Across the entries below, how many lines contain the word "rise"? Give the number alone.
[DATASET ENTRIES Boundary: Start]
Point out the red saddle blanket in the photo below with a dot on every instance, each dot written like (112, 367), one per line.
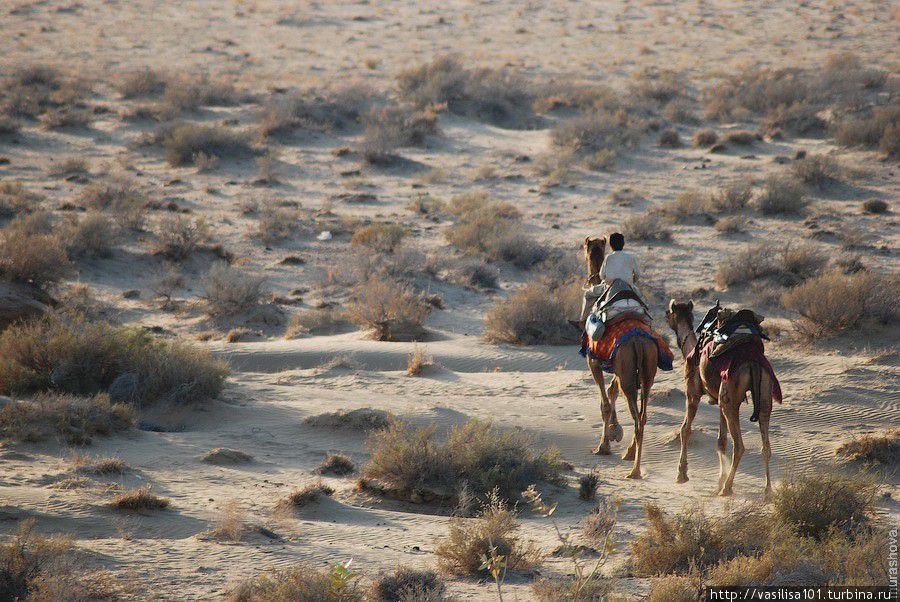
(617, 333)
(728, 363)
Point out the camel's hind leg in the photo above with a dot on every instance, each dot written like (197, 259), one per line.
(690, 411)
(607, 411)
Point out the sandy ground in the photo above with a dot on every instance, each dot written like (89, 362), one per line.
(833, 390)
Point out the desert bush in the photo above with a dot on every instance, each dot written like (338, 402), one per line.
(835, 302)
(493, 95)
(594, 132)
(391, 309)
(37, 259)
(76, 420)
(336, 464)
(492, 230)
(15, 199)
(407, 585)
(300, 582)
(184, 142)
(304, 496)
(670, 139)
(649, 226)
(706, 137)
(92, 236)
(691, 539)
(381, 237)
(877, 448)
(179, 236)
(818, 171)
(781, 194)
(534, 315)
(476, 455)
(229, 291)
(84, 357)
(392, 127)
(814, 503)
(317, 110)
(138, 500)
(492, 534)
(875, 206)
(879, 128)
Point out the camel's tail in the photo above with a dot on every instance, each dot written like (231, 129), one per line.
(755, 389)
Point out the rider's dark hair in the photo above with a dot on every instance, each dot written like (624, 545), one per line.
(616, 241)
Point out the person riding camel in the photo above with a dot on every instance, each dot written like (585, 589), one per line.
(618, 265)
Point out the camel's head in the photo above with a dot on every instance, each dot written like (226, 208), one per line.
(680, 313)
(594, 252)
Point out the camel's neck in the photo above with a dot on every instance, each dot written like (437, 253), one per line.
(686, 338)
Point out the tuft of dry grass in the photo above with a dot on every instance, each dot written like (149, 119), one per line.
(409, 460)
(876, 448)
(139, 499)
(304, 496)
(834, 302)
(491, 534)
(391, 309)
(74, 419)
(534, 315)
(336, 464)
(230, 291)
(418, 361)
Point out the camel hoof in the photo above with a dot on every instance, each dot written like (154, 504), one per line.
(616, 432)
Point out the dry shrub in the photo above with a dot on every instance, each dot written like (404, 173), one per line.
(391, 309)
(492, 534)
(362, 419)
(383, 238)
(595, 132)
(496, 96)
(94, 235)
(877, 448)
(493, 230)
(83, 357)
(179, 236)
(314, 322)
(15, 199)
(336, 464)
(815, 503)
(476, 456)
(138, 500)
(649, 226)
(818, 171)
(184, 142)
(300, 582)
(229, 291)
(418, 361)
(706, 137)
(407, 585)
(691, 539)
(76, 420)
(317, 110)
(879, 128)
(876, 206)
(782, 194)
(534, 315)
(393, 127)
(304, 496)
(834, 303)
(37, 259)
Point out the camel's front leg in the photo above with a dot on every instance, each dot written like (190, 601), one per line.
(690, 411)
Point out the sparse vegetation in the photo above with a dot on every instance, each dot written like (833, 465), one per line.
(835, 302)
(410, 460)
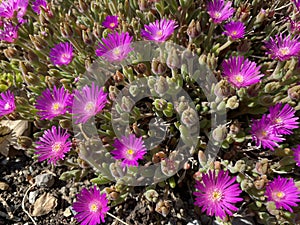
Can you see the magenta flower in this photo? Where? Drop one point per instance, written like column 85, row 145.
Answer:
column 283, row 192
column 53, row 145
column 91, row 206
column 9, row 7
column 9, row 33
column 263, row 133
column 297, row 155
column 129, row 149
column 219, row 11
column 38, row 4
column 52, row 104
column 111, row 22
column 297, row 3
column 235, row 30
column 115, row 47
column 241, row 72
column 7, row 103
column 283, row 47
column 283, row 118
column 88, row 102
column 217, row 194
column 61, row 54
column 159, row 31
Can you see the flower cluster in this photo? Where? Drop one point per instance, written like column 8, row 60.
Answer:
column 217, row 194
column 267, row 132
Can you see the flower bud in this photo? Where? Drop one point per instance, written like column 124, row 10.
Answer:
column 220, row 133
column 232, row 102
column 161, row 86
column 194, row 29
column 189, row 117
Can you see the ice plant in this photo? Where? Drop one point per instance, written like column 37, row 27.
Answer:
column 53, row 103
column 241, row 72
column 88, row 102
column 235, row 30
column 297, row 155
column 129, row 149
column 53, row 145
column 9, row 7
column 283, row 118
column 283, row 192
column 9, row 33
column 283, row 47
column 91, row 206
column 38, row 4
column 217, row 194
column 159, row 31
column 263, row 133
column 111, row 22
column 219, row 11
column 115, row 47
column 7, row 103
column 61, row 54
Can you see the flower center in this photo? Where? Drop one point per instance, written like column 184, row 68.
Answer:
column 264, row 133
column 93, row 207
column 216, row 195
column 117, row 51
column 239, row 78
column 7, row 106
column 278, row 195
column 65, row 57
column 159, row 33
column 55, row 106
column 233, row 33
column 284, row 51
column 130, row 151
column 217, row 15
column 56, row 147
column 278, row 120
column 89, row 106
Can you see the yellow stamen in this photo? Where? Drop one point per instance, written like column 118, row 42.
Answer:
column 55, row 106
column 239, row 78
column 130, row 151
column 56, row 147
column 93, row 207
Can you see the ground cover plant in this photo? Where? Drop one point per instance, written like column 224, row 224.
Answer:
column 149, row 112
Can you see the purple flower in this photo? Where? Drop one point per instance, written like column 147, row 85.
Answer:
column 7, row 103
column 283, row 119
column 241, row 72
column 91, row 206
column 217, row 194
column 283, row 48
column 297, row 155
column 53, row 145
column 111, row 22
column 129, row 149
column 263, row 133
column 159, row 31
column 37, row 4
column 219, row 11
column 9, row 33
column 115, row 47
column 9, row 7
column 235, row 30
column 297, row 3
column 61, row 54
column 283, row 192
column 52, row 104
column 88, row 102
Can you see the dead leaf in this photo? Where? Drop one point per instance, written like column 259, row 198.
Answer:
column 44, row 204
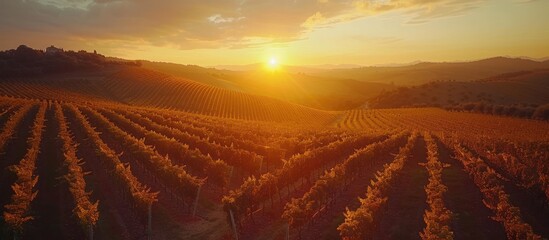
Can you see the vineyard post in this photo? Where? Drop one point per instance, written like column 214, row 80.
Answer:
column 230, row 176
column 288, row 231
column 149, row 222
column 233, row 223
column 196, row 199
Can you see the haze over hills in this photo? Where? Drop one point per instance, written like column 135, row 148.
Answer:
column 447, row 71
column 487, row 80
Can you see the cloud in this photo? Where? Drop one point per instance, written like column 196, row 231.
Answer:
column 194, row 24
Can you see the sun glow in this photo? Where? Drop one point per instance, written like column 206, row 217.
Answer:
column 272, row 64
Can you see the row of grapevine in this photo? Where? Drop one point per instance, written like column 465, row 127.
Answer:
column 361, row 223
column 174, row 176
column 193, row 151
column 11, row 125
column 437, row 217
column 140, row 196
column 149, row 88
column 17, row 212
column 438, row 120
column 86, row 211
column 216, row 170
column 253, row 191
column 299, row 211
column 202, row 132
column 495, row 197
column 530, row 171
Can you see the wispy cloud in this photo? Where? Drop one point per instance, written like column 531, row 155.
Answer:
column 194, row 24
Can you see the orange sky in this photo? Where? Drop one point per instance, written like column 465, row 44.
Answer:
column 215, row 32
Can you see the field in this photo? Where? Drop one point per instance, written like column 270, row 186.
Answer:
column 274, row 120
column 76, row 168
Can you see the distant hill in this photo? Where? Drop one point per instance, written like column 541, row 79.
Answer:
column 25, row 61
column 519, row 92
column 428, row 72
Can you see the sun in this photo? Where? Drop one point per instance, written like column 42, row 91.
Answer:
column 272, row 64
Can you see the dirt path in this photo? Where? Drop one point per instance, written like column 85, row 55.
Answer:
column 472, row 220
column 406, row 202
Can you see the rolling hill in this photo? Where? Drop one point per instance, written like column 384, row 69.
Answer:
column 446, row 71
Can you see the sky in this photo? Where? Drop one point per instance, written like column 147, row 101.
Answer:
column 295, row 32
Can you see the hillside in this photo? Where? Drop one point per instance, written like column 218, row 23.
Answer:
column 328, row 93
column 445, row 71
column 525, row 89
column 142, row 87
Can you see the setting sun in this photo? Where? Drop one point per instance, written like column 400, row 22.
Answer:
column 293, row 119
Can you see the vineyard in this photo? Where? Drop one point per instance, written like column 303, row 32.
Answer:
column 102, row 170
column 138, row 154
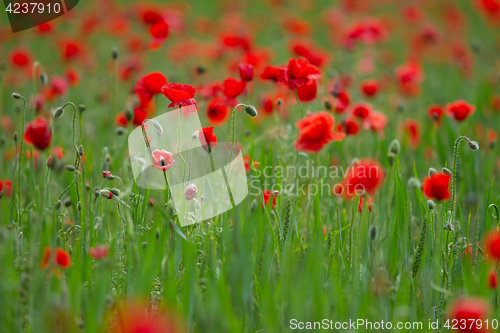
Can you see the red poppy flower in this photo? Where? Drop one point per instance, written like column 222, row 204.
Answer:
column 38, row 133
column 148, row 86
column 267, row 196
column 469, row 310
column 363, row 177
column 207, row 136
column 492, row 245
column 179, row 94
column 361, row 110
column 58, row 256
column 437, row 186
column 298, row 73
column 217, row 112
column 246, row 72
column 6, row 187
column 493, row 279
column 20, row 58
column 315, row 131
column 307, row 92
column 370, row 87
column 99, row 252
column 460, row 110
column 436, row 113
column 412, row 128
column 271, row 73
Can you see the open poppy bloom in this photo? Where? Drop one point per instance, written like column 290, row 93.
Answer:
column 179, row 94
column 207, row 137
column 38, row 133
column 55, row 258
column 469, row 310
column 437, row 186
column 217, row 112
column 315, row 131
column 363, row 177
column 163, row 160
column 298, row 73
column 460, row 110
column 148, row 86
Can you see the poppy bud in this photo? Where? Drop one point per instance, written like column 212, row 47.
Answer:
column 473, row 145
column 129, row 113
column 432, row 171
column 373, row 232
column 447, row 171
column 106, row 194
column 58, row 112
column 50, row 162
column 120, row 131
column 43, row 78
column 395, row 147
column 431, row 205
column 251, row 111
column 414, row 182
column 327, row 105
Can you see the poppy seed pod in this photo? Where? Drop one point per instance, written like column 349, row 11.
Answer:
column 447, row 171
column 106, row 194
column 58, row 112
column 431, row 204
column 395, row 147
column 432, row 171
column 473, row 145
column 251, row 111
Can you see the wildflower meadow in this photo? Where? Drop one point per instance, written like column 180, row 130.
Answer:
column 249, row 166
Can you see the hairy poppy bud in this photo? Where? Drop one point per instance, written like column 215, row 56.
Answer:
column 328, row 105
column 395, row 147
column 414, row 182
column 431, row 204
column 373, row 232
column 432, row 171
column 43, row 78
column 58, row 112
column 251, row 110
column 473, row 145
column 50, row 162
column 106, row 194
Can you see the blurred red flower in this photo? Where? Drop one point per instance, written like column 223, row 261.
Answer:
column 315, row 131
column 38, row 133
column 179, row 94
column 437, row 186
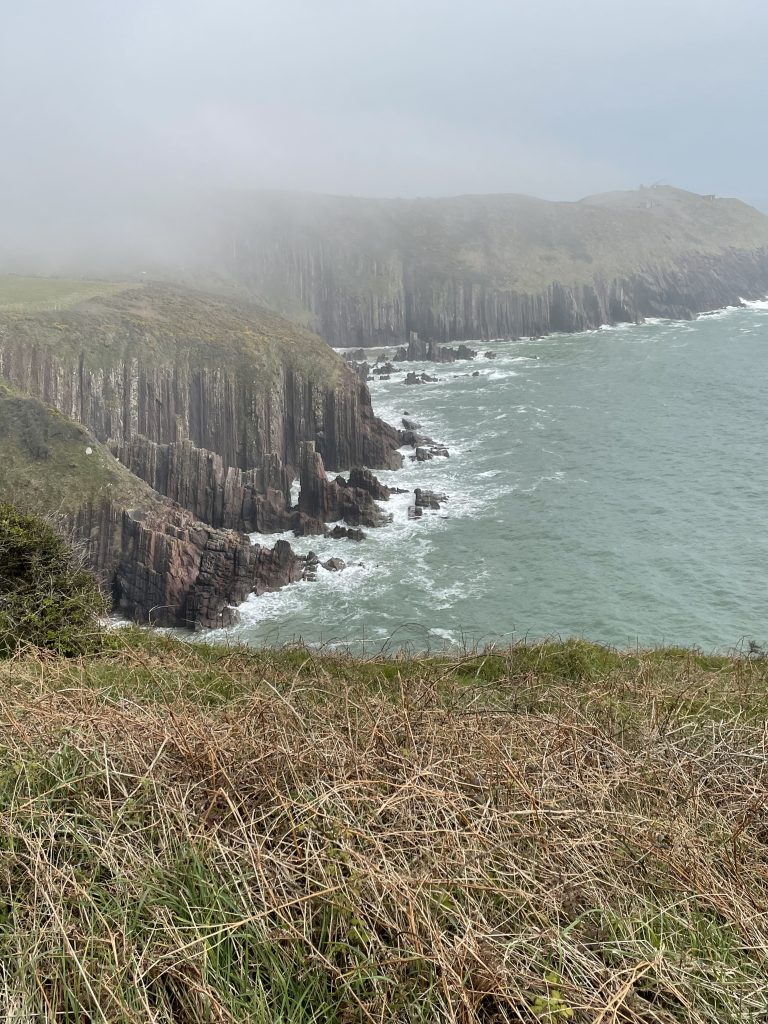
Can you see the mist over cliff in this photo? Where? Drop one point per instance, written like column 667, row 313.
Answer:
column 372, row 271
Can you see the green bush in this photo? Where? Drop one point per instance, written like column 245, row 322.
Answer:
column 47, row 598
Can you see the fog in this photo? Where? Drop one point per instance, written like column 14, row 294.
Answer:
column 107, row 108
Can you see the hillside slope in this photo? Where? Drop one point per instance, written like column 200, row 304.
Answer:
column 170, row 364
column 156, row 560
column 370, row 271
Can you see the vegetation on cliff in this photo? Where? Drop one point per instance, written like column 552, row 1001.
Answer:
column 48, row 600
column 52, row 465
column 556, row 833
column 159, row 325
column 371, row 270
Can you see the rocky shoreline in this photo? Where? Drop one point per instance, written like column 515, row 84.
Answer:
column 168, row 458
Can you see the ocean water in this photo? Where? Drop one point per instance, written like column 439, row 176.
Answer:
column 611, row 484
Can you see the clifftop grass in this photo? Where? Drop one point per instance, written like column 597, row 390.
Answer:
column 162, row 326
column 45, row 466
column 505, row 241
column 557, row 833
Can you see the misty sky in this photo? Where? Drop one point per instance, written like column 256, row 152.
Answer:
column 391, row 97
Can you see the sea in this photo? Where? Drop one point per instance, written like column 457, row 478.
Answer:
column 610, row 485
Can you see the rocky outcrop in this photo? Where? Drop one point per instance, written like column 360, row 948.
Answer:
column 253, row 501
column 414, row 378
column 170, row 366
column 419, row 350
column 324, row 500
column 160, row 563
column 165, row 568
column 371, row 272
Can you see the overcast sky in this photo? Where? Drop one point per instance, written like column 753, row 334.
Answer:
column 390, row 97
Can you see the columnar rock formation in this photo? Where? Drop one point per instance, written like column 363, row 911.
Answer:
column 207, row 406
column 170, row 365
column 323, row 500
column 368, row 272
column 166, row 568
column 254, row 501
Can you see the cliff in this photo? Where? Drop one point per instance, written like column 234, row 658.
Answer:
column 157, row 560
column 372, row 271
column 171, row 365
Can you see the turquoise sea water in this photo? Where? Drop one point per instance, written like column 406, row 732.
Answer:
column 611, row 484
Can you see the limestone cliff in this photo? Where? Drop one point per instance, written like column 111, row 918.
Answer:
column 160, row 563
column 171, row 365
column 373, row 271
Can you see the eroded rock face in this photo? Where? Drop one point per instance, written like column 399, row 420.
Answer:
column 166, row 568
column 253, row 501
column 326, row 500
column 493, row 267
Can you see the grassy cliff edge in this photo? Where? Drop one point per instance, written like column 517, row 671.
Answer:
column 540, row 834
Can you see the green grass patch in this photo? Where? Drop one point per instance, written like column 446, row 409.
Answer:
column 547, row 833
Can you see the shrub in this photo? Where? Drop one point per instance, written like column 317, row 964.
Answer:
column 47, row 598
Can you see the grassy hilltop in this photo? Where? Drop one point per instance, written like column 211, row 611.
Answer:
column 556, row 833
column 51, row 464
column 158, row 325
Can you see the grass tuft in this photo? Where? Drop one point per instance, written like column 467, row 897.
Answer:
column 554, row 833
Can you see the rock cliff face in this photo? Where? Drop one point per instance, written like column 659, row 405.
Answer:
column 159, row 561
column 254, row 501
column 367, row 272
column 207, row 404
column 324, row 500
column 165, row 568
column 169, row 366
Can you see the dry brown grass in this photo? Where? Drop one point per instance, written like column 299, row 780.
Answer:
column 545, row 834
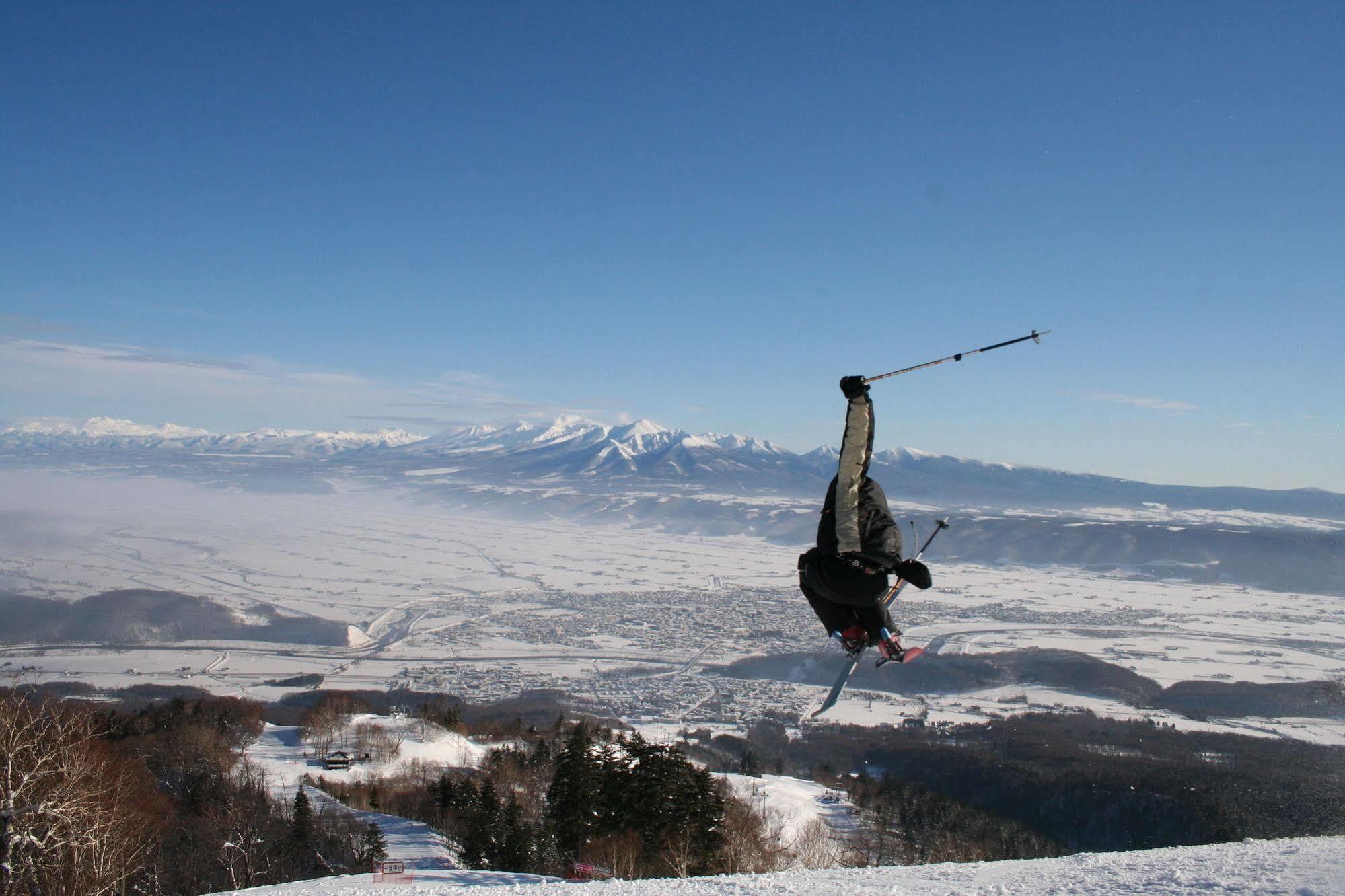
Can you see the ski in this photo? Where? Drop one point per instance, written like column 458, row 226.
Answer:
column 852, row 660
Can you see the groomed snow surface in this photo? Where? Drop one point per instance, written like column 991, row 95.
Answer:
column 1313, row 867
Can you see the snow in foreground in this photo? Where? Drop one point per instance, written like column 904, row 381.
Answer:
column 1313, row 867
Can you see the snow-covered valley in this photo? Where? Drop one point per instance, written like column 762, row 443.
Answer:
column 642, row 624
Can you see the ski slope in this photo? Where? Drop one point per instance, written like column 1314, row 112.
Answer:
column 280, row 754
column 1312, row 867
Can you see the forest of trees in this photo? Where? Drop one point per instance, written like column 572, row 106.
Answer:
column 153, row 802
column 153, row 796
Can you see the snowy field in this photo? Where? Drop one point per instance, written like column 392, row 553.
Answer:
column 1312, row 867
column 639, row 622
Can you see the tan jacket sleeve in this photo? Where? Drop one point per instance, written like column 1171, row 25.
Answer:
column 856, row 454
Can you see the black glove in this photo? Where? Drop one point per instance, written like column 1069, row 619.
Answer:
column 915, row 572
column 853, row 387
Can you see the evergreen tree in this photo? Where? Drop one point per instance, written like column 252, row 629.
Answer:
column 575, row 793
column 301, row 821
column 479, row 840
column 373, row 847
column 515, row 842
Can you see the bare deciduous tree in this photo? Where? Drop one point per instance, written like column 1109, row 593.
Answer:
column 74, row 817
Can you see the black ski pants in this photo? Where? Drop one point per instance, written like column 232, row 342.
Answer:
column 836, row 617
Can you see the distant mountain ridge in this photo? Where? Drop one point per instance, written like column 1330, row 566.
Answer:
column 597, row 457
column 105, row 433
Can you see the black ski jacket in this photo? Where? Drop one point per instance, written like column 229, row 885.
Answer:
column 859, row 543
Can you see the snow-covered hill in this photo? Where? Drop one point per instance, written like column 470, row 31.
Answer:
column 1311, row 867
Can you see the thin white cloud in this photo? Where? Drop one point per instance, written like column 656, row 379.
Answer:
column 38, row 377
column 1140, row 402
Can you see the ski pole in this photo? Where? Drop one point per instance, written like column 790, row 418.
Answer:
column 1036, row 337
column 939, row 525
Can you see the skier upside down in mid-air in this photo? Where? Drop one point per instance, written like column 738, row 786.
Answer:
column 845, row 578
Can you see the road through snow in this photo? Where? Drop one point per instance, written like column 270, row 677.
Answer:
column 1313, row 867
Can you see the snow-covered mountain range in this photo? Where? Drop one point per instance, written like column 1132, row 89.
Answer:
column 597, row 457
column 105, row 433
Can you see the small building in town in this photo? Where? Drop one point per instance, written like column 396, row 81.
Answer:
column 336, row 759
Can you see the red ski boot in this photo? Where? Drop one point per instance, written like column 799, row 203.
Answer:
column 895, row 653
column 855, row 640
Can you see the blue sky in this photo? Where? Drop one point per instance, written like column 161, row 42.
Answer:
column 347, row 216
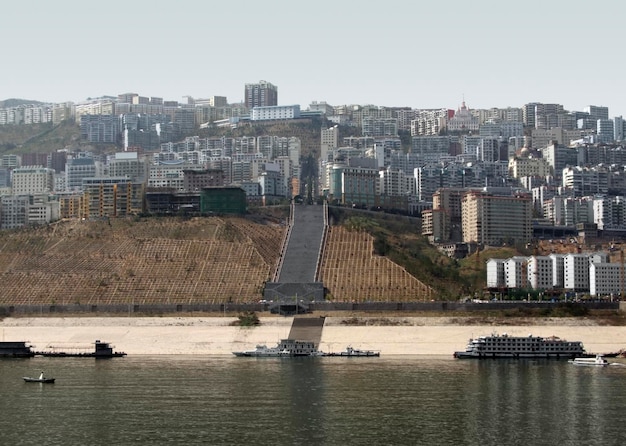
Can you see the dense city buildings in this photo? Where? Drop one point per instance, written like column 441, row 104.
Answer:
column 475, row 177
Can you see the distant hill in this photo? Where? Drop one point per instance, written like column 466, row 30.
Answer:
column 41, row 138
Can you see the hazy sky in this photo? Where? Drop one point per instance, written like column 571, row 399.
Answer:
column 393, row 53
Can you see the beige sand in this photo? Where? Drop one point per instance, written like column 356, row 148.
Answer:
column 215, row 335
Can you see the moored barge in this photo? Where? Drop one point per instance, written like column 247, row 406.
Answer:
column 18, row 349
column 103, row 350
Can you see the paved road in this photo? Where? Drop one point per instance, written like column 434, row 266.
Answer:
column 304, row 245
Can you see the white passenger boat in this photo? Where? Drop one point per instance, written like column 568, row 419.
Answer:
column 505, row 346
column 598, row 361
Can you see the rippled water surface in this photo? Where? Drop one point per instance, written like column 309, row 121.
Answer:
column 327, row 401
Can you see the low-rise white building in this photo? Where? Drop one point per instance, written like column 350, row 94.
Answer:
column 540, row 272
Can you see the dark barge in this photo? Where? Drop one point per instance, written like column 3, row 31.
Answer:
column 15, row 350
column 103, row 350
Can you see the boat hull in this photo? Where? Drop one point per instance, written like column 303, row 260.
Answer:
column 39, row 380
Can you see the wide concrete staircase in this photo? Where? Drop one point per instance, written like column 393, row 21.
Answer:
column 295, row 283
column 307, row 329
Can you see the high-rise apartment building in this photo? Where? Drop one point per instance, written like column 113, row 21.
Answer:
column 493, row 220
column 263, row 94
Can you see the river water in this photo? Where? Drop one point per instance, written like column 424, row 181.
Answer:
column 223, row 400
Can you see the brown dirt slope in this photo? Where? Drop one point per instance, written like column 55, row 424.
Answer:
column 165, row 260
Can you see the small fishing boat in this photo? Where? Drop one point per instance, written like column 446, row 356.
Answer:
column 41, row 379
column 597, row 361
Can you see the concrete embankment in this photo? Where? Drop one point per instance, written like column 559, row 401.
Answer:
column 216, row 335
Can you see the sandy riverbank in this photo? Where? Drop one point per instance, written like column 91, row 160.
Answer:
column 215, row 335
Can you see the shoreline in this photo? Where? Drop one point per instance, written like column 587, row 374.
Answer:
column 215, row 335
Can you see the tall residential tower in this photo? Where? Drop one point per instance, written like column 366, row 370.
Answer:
[DATASET ENTRIES Boundary: End]
■ OUTPUT:
2